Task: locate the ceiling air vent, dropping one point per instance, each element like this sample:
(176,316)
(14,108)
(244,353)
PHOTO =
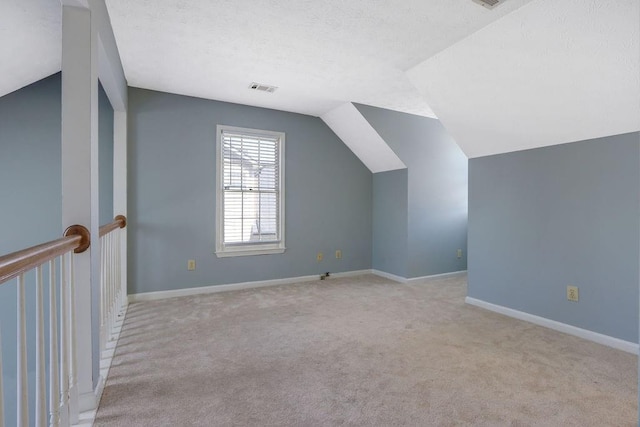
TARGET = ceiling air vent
(262,88)
(489,4)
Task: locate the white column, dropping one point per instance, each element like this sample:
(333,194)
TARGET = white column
(80,173)
(120,187)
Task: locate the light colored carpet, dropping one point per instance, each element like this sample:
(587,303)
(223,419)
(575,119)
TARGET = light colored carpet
(357,352)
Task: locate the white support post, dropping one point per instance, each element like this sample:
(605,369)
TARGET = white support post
(80,176)
(54,373)
(120,191)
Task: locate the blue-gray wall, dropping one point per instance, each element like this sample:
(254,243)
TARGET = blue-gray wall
(31,186)
(437,189)
(390,222)
(105,154)
(542,219)
(31,208)
(172,195)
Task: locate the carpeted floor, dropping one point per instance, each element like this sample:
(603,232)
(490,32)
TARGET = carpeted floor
(360,351)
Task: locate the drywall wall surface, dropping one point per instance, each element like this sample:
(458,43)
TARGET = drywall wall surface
(390,218)
(171,201)
(105,156)
(31,208)
(437,189)
(542,219)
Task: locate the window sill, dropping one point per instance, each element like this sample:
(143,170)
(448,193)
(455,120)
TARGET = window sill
(225,253)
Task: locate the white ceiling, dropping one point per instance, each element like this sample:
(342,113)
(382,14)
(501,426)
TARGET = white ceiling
(358,134)
(549,73)
(30,42)
(528,73)
(320,54)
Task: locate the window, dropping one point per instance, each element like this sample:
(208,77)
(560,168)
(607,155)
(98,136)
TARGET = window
(249,192)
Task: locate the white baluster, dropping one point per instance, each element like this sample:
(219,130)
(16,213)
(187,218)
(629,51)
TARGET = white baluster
(103,295)
(41,405)
(118,273)
(23,397)
(64,343)
(54,384)
(1,386)
(73,387)
(110,282)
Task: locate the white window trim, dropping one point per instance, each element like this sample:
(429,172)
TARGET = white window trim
(247,249)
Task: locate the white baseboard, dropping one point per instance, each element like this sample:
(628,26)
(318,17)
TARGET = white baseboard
(389,276)
(437,276)
(152,296)
(87,401)
(417,279)
(607,340)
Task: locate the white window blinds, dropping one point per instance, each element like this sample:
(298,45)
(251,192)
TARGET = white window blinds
(251,187)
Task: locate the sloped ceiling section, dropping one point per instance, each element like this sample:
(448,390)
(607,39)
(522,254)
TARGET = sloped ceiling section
(320,54)
(354,130)
(30,42)
(551,72)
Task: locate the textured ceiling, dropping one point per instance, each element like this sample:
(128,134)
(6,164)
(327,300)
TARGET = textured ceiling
(549,73)
(320,54)
(529,73)
(30,42)
(358,134)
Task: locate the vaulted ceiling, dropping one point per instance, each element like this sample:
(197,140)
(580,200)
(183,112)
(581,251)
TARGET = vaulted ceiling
(527,73)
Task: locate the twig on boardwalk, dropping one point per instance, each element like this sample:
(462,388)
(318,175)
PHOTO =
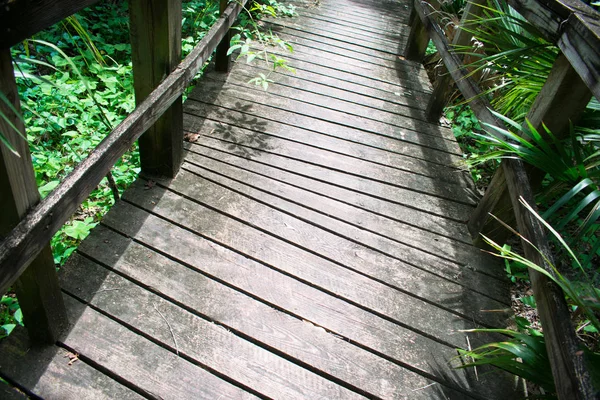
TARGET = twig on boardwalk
(170,329)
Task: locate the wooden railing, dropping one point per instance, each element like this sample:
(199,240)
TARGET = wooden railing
(160,78)
(575,29)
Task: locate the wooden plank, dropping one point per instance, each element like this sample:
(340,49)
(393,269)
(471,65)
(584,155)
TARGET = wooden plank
(306,309)
(417,41)
(303,78)
(152,369)
(376,233)
(222,59)
(249,226)
(403,118)
(313,115)
(196,112)
(34,231)
(301,26)
(37,286)
(324,26)
(21,19)
(197,339)
(411,174)
(155,31)
(387,209)
(413,200)
(46,372)
(407,81)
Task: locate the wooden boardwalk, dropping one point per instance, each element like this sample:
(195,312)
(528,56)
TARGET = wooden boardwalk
(312,246)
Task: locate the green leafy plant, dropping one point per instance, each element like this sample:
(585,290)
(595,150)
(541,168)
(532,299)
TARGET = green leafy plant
(524,353)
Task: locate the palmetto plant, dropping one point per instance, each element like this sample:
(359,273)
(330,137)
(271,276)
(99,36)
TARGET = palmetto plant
(572,189)
(524,352)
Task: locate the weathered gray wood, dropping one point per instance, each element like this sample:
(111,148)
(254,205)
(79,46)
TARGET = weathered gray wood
(417,41)
(196,338)
(444,85)
(407,81)
(37,286)
(20,19)
(222,60)
(422,177)
(403,118)
(437,139)
(248,226)
(562,100)
(32,233)
(302,27)
(359,227)
(391,210)
(365,150)
(45,371)
(264,323)
(155,31)
(152,369)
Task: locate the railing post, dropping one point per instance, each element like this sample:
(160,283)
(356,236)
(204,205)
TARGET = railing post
(155,31)
(222,60)
(562,99)
(444,83)
(418,39)
(37,289)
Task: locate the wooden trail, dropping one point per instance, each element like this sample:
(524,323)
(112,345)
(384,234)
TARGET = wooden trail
====
_Required task_
Copy all of the rows above, swapping "dropping one point per instance" for "marking one point per instance" wherever it appears and leaving everything else unchanged. Omit the pictures.

_Correct response_
Task: locate the ceiling air vent, marking one point per instance, each element like this sample:
(176,316)
(14,108)
(244,353)
PHOTO =
TARGET = ceiling air vent
(262,88)
(489,4)
Task: locate the white column, marking one point per instance, each element like this sample:
(333,194)
TARGET = white column
(80,173)
(120,187)
Task: locate the light colored carpet, marking one point per instance, each element like this sample:
(587,303)
(223,419)
(575,119)
TARGET = light colored carpet
(357,352)
Task: locate the white support post, marking one point per instance, each element like this sample:
(605,369)
TARGET = white support post
(80,176)
(54,373)
(120,191)
Task: locate the blue-gray wall, marking one point per instance, each element like this sample:
(254,243)
TARGET = blue-gray wall
(31,186)
(437,189)
(390,222)
(105,154)
(542,219)
(31,208)
(172,195)
Task: locate the carpeted floor, marking one point per instance, each element like this sample:
(603,232)
(490,32)
TARGET = carpeted floor
(360,351)
Task: locate the drywall wall surface, marking one point per instance, each element like this sample:
(458,43)
TARGET = drywall wall surface
(390,218)
(171,201)
(105,156)
(31,208)
(437,189)
(542,219)
Task: locate the window sill, marking one point per instance, each element like this sample:
(143,170)
(448,193)
(455,120)
TARGET = window sill
(225,253)
Task: locate the white ceiling, marking one point per instance, each element like this sample:
(342,113)
(382,14)
(501,426)
TARGET = white ceiling
(358,134)
(549,73)
(30,42)
(528,73)
(320,54)
Task: locate the window, marking one point per instance, each element like this sample:
(208,77)
(560,168)
(607,155)
(98,136)
TARGET = window
(249,192)
Task: locate the white baluster, marking one point per instance, each element like this sample:
(219,130)
(16,213)
(187,218)
(629,51)
TARGET = white baluster
(103,295)
(41,405)
(118,273)
(23,397)
(64,343)
(54,384)
(1,386)
(73,387)
(110,282)
Task: locate the white window trim, marking one point per instance, each element like this sample:
(429,172)
TARGET = white window trim
(247,249)
Task: locate the white baseboard, marking one point per instance, each element like this sample:
(628,26)
(318,17)
TARGET = white baseboard
(389,276)
(437,276)
(152,296)
(87,401)
(417,279)
(607,340)
Task: locate the white window blinds, marking one point per instance, each element like this sample:
(298,45)
(251,192)
TARGET = white window blinds
(251,187)
Task: locate the sloped ceiling section, marking one point per instance, each element like this sample:
(448,390)
(607,39)
(522,254)
TARGET = sloped ceiling section
(320,54)
(354,130)
(30,42)
(551,72)
Task: locate the textured ceiling, marking one point per instance, each element like this sample:
(128,134)
(6,164)
(327,300)
TARGET = textured ceiling
(549,73)
(320,54)
(529,73)
(30,42)
(358,134)
Task: locate the vaulted ceiling, marking one point per instance, each element like this sample:
(197,140)
(580,200)
(183,112)
(581,251)
TARGET = vaulted ceiling
(527,73)
Task: locate the twig on boardwalk, marking one point per instance, each element like this sample:
(462,388)
(318,175)
PHOTO =
TARGET = twig on boardwalk
(170,329)
Task: locate the wooden railing, marking one point per instance, each element like this sample:
(199,240)
TARGET = wooden railing
(160,78)
(575,29)
Task: locate the wooden plank, marking one point per instance, each element like this sample:
(340,49)
(393,269)
(471,65)
(584,155)
TARGET = wooden plank
(306,309)
(417,41)
(303,78)
(152,369)
(376,233)
(222,59)
(249,226)
(403,118)
(313,115)
(196,112)
(34,231)
(301,26)
(37,286)
(324,26)
(21,19)
(197,339)
(411,174)
(155,31)
(387,209)
(413,200)
(46,372)
(407,81)
Task: locate the wooden boardwalk, marking one point per instance, each element like this sample:
(195,312)
(528,56)
TARGET = wooden boardwalk
(312,246)
Task: locate the green leafy plant, marking one point per instance, each element like this sample:
(585,290)
(595,150)
(541,168)
(532,299)
TARGET = green leafy plant
(524,353)
Task: locate the palmetto plant, marking one point per instance, each element like this sample:
(359,273)
(330,137)
(271,276)
(99,36)
TARGET = palmetto plant
(572,189)
(524,352)
Task: locate the weathered gray wood, marking one point per instance, each element like this sample:
(111,148)
(254,205)
(79,46)
TARGET = weathered gray wood
(417,41)
(196,338)
(444,85)
(407,81)
(37,286)
(20,19)
(222,60)
(422,177)
(403,118)
(437,139)
(248,226)
(562,100)
(32,233)
(302,27)
(359,227)
(391,210)
(365,150)
(45,371)
(264,323)
(155,31)
(152,369)
Task: locate the railing post, marking one point per instance, each element like this sample:
(160,283)
(356,236)
(204,205)
TARGET = railing post
(155,31)
(222,60)
(562,99)
(444,83)
(418,39)
(37,289)
Task: locate the wooden trail, marking one point per instance, each element like this sample:
(524,323)
(112,345)
(384,234)
TARGET = wooden trail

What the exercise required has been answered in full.